:: SET PROBLEM ::
Locate the line containing "the bathtub interior" in the material below; repeat it and every line after it, exactly as written.

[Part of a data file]
+-------+
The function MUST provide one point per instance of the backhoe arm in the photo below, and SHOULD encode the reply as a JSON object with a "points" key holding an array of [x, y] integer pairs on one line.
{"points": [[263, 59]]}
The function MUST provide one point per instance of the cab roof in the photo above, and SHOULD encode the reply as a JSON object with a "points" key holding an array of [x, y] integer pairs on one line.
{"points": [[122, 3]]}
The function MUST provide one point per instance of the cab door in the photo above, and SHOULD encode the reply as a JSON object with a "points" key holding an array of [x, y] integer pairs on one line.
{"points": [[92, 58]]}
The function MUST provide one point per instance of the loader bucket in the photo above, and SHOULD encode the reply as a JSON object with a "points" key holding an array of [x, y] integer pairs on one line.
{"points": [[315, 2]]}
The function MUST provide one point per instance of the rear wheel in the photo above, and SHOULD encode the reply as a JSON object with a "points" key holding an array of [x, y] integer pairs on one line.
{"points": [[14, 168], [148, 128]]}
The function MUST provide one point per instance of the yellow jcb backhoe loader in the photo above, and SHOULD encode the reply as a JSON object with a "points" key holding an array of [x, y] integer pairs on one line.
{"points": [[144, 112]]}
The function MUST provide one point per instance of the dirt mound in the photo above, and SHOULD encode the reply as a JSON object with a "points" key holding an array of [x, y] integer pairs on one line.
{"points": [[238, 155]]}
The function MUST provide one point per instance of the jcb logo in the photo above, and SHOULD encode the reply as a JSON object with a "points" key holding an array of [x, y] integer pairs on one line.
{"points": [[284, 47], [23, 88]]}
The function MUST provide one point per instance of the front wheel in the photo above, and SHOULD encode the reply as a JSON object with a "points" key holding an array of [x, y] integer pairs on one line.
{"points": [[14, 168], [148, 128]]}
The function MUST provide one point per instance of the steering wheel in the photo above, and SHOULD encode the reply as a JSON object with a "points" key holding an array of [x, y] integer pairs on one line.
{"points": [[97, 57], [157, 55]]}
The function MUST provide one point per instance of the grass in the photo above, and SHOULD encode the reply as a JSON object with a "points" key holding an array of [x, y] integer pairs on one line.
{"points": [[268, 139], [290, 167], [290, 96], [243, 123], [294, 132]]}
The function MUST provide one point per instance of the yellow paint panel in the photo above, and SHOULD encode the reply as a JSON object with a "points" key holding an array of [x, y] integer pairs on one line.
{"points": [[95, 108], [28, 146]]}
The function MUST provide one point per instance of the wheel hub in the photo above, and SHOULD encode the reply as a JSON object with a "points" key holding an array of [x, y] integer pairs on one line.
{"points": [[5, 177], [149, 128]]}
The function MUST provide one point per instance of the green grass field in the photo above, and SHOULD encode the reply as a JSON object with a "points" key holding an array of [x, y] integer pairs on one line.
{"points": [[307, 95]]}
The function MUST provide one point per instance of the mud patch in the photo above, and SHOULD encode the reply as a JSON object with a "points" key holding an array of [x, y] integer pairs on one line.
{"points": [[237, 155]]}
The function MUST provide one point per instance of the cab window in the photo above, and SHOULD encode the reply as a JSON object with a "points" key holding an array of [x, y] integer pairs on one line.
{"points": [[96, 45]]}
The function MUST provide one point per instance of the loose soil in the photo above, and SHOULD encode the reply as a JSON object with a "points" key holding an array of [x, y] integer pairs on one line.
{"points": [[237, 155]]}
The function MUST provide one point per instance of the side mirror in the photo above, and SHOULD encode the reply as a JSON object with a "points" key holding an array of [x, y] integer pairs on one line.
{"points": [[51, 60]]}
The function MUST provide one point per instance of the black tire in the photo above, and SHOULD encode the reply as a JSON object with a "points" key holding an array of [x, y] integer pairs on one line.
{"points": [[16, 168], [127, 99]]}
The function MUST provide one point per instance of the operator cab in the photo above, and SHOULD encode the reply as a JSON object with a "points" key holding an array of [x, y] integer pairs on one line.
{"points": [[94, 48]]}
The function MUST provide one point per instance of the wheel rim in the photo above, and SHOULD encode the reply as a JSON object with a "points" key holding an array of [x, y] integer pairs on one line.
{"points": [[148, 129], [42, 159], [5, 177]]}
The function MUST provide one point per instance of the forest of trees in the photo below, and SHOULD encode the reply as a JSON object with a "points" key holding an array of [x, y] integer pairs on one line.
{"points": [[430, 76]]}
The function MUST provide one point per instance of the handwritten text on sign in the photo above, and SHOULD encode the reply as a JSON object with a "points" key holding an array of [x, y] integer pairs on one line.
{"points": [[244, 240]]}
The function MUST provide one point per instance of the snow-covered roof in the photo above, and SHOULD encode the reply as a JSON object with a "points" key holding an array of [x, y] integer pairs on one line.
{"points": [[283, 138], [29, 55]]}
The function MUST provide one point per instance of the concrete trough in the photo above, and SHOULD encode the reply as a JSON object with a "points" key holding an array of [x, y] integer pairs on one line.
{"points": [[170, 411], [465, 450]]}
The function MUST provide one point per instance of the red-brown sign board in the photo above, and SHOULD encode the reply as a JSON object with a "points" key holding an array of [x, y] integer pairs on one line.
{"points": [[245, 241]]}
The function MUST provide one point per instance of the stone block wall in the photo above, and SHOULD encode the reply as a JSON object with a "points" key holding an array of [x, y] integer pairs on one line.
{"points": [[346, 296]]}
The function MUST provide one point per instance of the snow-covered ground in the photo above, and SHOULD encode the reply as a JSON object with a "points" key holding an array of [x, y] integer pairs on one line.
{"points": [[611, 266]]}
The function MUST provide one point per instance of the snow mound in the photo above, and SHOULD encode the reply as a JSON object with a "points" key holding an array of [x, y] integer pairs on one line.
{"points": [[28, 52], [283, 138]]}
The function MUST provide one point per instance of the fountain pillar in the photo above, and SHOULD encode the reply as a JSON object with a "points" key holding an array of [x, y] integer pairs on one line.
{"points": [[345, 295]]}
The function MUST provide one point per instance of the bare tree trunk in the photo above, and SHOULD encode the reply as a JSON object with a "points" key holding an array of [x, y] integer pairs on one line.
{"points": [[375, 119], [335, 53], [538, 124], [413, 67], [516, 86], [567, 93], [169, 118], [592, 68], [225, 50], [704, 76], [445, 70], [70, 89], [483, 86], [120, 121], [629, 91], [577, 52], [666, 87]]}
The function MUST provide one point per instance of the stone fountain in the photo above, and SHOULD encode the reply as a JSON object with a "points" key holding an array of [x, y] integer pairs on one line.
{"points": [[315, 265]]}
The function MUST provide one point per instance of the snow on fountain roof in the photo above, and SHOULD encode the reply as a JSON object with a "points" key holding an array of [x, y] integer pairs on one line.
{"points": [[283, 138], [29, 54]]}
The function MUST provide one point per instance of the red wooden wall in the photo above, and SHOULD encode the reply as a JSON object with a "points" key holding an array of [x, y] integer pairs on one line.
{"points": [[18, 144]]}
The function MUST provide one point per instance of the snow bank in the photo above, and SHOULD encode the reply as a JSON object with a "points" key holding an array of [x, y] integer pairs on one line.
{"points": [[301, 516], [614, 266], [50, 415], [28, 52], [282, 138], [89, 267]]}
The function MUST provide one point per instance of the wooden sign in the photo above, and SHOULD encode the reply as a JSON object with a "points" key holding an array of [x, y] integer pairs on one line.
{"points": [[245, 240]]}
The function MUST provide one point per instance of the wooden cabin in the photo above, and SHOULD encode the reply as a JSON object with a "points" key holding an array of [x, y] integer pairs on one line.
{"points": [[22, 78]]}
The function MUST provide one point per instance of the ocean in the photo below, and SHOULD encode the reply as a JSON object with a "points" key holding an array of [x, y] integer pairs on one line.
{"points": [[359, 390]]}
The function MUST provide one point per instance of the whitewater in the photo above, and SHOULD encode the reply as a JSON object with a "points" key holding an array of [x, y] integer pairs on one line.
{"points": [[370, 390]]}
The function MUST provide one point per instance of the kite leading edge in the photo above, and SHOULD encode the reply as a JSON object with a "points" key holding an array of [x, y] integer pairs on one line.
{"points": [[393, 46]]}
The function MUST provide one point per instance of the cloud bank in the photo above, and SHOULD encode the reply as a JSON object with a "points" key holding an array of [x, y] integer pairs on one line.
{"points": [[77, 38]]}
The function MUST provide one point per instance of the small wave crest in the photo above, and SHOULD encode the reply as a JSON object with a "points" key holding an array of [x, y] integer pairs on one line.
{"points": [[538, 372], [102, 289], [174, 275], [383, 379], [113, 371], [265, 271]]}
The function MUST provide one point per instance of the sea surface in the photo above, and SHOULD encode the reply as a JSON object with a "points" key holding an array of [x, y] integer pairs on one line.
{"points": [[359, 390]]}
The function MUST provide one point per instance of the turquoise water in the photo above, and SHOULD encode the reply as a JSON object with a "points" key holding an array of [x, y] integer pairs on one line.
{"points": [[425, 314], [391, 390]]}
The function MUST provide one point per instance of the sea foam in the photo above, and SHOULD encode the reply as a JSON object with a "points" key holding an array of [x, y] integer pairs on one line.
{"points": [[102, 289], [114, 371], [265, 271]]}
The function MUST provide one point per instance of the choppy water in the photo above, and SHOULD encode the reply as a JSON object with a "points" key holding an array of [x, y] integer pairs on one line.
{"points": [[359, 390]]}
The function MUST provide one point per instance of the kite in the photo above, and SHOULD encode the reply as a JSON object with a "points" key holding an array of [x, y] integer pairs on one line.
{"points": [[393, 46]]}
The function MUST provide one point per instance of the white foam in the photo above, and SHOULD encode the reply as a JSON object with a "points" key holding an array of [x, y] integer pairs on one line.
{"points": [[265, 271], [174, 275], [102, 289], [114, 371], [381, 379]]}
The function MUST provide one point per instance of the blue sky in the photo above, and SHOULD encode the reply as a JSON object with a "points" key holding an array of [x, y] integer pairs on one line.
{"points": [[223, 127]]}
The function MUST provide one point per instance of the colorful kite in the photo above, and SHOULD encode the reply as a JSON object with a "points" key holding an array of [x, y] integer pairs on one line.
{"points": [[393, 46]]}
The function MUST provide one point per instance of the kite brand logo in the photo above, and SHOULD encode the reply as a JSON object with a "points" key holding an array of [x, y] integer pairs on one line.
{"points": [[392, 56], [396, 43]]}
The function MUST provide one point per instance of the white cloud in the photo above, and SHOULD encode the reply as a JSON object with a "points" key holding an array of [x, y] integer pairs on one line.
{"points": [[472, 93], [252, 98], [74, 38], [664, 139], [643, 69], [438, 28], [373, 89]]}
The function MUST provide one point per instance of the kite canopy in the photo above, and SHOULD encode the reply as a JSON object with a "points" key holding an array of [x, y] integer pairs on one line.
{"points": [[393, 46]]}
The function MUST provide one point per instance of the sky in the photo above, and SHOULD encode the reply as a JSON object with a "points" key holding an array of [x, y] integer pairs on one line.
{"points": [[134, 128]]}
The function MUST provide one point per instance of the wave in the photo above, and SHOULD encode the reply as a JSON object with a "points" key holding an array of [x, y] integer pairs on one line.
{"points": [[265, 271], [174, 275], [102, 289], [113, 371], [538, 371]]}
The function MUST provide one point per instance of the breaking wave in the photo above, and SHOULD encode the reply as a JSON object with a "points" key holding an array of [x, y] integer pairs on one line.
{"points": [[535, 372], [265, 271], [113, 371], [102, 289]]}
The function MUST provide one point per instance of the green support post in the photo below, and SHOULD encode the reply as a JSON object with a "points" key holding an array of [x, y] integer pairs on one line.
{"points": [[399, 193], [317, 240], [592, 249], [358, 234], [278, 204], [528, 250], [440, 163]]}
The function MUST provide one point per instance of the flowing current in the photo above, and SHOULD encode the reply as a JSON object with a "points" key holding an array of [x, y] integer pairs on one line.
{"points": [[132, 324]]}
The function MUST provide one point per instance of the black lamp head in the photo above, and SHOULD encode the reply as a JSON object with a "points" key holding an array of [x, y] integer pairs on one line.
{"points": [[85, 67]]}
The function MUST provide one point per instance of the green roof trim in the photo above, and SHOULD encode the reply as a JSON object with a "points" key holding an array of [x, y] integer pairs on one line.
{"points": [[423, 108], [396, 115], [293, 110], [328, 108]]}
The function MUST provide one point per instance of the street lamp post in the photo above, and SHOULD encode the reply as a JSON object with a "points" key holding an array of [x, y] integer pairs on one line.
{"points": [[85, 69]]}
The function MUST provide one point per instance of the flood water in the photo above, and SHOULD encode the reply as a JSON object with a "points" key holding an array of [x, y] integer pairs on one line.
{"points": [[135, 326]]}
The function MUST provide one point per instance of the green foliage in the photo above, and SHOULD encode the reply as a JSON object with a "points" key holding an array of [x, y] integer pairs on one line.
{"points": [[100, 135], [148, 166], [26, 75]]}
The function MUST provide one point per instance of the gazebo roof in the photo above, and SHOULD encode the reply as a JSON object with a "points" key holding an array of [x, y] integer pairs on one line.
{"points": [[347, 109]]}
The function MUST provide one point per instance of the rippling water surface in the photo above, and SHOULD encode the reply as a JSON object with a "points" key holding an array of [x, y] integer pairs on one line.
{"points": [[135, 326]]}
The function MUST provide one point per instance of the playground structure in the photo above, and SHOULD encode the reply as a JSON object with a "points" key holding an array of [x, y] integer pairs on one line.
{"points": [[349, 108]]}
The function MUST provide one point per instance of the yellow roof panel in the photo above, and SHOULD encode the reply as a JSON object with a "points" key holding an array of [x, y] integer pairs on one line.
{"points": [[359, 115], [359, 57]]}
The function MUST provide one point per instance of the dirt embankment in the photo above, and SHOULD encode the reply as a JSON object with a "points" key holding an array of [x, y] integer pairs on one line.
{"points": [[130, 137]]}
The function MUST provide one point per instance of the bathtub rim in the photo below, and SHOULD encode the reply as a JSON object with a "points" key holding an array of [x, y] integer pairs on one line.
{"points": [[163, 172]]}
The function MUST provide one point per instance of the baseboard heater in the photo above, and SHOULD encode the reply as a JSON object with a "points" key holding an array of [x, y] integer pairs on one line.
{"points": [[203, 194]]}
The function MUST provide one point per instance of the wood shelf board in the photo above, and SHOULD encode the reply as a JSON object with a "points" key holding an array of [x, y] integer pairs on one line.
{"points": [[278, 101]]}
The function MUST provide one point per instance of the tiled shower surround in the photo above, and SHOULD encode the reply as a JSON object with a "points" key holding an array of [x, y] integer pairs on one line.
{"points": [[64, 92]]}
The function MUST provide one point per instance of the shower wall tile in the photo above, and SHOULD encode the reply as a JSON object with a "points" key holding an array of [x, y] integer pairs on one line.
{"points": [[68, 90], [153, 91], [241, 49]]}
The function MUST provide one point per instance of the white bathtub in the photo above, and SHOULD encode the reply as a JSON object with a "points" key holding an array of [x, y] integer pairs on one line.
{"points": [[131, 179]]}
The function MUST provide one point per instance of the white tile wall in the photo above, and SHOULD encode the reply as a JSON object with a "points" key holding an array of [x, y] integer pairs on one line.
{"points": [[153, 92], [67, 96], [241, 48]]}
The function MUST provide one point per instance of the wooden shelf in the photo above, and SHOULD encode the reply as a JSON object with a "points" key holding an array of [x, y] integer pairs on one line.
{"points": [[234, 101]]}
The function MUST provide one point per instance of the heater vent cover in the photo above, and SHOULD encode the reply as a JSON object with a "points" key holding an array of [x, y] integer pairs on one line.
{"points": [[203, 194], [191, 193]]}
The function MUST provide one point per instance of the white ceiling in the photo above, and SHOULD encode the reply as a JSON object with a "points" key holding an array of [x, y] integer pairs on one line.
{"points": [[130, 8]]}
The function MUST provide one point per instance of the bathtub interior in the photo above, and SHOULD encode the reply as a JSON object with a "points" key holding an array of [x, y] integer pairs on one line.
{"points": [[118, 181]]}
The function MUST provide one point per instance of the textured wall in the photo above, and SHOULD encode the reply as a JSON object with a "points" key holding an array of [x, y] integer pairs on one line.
+-------+
:: RESPONSE TO THE TASK ::
The function MUST provide one point per instance of the bathtub interior in the photo above, and SHOULD encode the reply as a JSON object with a "points" key holding an array of [x, y] integer pairs on one line.
{"points": [[118, 181]]}
The function MUST provide one point per instance of the textured wall in the photo above, and SHOULD encode the reply as a JSON object with a "points" key holding an array of [x, y] integer pairs on one line.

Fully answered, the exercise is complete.